▶ **TASK GOAL**: Return every one of the records below verbatim, reproducing each line without alteration.

(Pointing records)

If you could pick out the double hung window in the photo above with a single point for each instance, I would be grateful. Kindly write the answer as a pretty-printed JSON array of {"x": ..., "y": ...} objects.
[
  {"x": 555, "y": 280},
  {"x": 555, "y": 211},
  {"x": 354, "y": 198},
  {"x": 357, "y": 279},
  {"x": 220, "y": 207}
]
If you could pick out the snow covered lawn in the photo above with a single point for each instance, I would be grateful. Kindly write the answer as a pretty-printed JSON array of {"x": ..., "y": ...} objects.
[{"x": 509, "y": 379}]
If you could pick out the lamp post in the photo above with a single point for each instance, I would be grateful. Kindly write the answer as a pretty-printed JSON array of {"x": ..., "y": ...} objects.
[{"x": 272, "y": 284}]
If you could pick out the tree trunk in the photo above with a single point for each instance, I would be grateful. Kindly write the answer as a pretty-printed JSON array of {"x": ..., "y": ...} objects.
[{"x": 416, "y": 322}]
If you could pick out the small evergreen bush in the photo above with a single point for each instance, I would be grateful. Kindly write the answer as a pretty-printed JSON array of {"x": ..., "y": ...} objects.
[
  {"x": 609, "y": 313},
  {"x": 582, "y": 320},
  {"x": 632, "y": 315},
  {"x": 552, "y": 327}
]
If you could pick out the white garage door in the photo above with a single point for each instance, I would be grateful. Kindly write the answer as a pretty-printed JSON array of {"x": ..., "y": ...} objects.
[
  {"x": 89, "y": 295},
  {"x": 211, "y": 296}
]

▶ **TASK RESPONSE**:
If you could pick out the double hung window in the photo above with a single point for each instance, I would be grateful. Kindly write the answer as a pretty-printed JSON array of {"x": ..., "y": ...} objects.
[
  {"x": 555, "y": 280},
  {"x": 555, "y": 211},
  {"x": 354, "y": 198},
  {"x": 357, "y": 279},
  {"x": 220, "y": 207}
]
If you could pick out the snow covered lawn in the photo above with a single point for each instance, I would be grateful. Kindly write the answer as a pretty-printed JSON array of {"x": ..., "y": ...} objects.
[{"x": 509, "y": 379}]
If you could pick out the lamp post in the photo above with a single point for each instance, I would be grateful. Kindly write the answer as a pretty-printed JSON array of {"x": ..., "y": ...} objects.
[{"x": 272, "y": 284}]
If you could pick out the tree trunk in the photo above with a single point for each instance, I would be grateful. Kindly write the answer as a pretty-printed JSON array of {"x": ..., "y": ...} objects.
[{"x": 416, "y": 322}]
If you could pick out the small evergreen bush in the photo above with a single point for each instance, I would be grateful. Kindly write the answer as a pretty-printed JSON array of {"x": ..., "y": ...} objects.
[
  {"x": 609, "y": 313},
  {"x": 582, "y": 320},
  {"x": 632, "y": 315},
  {"x": 552, "y": 327}
]
If you could pick out the white garage door in the photo above with a single point for each instance, I would be grateful. Kindly write the answer as a pretty-printed JSON array of {"x": ..., "y": ...} objects.
[
  {"x": 89, "y": 295},
  {"x": 211, "y": 296}
]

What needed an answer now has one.